Exercise instructions:
1. Answer the following from the quotations on death:
(a) What year is given for the Iris Murdoch quotation?
(b) What does Epictetus call death?
(c) What epitaph does Holy Roman Emperor Joseph II request?
2. In the quotations on death, list every attribution whose date is marked as approximate with "c."
3. Translate this sentence from the quotations on death into French: "Bereavement is a darkness impenetrable to the imagination of the unbereaved."

Passage:
A little sleep, a little slumber, a little folding of the hands to rest.

—Book of Proverbs, c. 350 BC

When a man dies, and his kin are glad of it, they say, “He is better off.”

—Edgar Watson Howe, 1911

Drive your cart and your plow over the bones of the dead.

—William Blake, c. 1790

In dealing with the dead, if we treat them as if they were entirely dead, that would show a want of affection and should not be done; or, if we treat them as if they were entirely alive, that would show a want of wisdom and should not be done.

—Confucius, c. 500 BC

Men have written in the most convincing manner to prove that death is no evil, and this opinion has been confirmed on a thousand celebrated occasions by the weakest of men as well as by heroes. Even so I doubt whether any sensible person has ever believed it, and the trouble men take to convince others as well as themselves that they do shows clearly that it is no easy undertaking. 

—La Rochefoucauld, 1665

Is this dying? Is this all? Is this all that I feared when I prayed against a hard death? Oh, I can bear this! I can bear it!

—Cotton Mather, 1728

Let my epitaph be, “Here lies Joseph, who failed in everything he undertook.”

—Holy Roman Emperor Joseph II, 1790

Imagine a number of men in chains, all under sentence of death, some of whom are each day butchered in the sight of the others; those remaining see their own condition in that of their fellows and, looking at each other with grief and despair, await their turn. This is an image of the human condition.

—Blaise Pascal, 1669

Bereavement is a darkness impenetrable to the imagination of the unbereaved.

—Iris Murdoch, 1974

Death keeps no calendar.

—George Herbert, 1640

Those from whom we were born have long since departed, and those with whom we grew up exist only in memory. We, too, through the approach of death, become, as it were, trees growing on the sandy bank of a river.

—Bhartrihari, c. 400

What is death? A scary mask. Take it off—see, it doesn’t bite.

—Epictetus, c. 110

You are dust, and to dust you shall return.

(Entries for locating named things)
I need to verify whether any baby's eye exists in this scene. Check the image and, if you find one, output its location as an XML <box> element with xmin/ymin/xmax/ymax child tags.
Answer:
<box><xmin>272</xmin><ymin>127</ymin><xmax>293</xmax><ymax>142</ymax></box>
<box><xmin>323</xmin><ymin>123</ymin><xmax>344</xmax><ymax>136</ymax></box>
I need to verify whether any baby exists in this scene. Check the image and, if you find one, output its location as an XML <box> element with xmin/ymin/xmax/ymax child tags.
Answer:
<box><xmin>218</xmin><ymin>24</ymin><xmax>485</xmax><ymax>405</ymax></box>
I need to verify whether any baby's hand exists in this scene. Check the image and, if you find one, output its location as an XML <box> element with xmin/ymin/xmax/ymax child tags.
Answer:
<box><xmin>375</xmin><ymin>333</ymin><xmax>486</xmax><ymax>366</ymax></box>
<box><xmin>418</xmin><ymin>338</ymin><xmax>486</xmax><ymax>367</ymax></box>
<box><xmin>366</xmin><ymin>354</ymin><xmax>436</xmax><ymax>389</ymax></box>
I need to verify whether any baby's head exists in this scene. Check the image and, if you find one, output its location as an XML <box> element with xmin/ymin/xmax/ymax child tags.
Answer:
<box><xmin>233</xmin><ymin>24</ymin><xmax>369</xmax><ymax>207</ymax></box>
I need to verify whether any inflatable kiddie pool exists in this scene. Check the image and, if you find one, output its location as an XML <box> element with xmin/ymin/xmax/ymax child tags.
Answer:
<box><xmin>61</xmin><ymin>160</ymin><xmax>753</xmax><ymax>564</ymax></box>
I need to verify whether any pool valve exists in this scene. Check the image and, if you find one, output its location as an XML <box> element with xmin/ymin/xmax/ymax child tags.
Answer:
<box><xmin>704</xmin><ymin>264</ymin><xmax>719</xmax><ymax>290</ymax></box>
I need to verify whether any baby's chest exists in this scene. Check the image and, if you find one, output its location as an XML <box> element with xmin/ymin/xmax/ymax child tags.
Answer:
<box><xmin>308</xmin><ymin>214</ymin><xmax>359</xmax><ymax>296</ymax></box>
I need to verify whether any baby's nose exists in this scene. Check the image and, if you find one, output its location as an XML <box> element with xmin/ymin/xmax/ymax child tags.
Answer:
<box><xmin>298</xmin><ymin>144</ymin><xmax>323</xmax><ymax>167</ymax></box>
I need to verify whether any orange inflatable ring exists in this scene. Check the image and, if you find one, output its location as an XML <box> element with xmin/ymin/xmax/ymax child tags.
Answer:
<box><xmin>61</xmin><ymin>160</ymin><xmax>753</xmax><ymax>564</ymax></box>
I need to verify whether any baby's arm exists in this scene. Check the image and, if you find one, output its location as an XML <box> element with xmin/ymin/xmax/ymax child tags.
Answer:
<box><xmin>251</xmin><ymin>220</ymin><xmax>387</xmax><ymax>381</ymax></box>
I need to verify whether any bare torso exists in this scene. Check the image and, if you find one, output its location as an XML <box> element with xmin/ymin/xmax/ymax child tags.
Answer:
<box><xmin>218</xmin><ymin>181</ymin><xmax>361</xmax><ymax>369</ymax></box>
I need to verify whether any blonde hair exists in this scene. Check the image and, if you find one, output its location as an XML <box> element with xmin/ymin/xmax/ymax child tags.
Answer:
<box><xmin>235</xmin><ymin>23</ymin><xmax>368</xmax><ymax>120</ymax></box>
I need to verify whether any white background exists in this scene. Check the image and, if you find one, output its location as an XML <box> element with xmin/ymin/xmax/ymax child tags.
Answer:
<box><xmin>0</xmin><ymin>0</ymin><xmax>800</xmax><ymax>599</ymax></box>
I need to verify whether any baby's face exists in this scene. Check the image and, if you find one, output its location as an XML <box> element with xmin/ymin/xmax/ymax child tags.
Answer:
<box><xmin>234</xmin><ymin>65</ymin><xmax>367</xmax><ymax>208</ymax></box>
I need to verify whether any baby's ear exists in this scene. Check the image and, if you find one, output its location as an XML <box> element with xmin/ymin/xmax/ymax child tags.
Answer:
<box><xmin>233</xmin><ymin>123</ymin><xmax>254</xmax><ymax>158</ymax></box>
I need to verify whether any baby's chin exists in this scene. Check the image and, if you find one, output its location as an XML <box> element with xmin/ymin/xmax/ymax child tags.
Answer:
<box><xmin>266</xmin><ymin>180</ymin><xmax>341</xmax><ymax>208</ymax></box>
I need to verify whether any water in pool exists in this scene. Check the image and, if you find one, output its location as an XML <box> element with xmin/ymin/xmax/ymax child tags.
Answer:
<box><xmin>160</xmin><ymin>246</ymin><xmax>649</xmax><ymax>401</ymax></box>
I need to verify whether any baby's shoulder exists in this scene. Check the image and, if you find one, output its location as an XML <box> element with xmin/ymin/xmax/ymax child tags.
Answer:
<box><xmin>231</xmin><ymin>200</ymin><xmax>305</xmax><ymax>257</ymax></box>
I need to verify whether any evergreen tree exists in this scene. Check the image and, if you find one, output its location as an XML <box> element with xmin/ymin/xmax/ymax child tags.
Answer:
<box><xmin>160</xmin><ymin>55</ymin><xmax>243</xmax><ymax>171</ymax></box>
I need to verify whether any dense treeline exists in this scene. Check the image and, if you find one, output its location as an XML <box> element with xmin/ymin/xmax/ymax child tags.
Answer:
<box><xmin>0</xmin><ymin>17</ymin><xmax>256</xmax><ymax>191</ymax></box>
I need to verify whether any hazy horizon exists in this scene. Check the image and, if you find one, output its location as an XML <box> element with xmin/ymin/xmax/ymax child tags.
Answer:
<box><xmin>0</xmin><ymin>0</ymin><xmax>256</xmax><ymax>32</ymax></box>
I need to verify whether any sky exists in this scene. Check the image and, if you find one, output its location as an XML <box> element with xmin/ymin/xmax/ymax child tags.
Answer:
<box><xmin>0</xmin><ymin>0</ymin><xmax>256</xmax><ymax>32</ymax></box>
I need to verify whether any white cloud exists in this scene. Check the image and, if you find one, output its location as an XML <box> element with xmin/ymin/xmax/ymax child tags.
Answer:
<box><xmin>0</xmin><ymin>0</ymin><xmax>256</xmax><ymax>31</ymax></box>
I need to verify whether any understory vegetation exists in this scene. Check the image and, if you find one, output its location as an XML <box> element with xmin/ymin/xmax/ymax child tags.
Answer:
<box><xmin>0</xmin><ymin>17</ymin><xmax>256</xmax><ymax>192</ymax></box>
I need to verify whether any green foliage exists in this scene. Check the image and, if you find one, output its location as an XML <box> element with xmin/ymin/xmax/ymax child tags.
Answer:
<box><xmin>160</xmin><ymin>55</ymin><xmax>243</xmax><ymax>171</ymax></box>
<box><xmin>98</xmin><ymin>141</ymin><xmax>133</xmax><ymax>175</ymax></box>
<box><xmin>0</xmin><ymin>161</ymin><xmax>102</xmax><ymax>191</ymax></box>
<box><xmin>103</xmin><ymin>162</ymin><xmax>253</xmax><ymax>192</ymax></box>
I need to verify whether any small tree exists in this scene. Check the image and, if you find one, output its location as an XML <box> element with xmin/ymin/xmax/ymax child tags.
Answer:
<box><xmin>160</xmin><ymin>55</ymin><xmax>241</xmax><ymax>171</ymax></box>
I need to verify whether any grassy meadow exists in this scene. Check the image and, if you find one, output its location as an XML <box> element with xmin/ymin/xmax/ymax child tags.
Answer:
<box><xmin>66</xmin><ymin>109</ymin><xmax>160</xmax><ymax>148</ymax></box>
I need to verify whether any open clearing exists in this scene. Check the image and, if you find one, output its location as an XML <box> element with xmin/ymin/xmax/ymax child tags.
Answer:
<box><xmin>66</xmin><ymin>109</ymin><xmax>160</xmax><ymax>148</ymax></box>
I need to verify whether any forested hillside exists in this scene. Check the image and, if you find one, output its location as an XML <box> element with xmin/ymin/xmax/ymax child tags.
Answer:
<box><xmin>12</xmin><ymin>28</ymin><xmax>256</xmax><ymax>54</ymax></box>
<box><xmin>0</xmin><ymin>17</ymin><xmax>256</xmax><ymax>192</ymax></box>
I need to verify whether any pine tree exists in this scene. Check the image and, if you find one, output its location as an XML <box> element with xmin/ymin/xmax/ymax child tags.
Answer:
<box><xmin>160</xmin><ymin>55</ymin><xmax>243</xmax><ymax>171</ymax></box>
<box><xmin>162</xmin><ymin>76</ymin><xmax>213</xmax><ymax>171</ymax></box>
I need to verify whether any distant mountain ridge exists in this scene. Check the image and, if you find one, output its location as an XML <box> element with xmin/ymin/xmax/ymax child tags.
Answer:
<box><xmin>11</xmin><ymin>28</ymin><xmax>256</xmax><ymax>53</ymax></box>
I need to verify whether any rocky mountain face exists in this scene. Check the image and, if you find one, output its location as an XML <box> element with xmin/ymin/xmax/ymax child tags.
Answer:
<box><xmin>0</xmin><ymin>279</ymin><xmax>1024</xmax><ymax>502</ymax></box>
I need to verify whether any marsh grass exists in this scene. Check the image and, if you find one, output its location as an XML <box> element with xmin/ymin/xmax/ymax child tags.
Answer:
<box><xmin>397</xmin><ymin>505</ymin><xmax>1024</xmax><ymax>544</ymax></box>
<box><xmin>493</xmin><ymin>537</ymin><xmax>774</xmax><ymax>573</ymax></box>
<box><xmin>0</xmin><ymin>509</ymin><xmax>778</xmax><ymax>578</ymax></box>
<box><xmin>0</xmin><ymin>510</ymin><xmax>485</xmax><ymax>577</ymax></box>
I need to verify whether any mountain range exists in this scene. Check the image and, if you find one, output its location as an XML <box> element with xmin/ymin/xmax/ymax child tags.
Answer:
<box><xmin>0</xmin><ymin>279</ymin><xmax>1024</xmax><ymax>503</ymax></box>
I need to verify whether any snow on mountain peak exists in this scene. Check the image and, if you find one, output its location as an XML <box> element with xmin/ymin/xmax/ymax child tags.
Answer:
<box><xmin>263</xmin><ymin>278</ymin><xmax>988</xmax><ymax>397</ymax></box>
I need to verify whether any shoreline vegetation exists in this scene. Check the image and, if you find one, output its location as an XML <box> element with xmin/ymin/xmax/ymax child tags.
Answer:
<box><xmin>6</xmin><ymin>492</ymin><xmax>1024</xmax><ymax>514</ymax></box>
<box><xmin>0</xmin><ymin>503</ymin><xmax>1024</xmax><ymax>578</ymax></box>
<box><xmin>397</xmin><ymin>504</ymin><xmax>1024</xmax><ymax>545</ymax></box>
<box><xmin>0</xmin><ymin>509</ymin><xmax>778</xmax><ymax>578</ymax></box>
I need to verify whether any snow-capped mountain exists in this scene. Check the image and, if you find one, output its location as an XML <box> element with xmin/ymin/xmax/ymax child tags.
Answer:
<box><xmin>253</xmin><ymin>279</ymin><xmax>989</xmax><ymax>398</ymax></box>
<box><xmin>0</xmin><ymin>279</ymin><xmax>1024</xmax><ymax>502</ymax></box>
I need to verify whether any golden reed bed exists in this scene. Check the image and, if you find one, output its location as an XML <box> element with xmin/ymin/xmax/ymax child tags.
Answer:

Replies:
1.
(a) 1974
(b) A scary mask
(c) "Here lies Joseph, who failed in everything he undertook."

2. Book of Proverbs, William Blake, Confucius, Bhartrihari, Epictetus

3. Le deuil est une obscurité impénétrable à l'imagination de ceux qui ne sont pas endeuillés.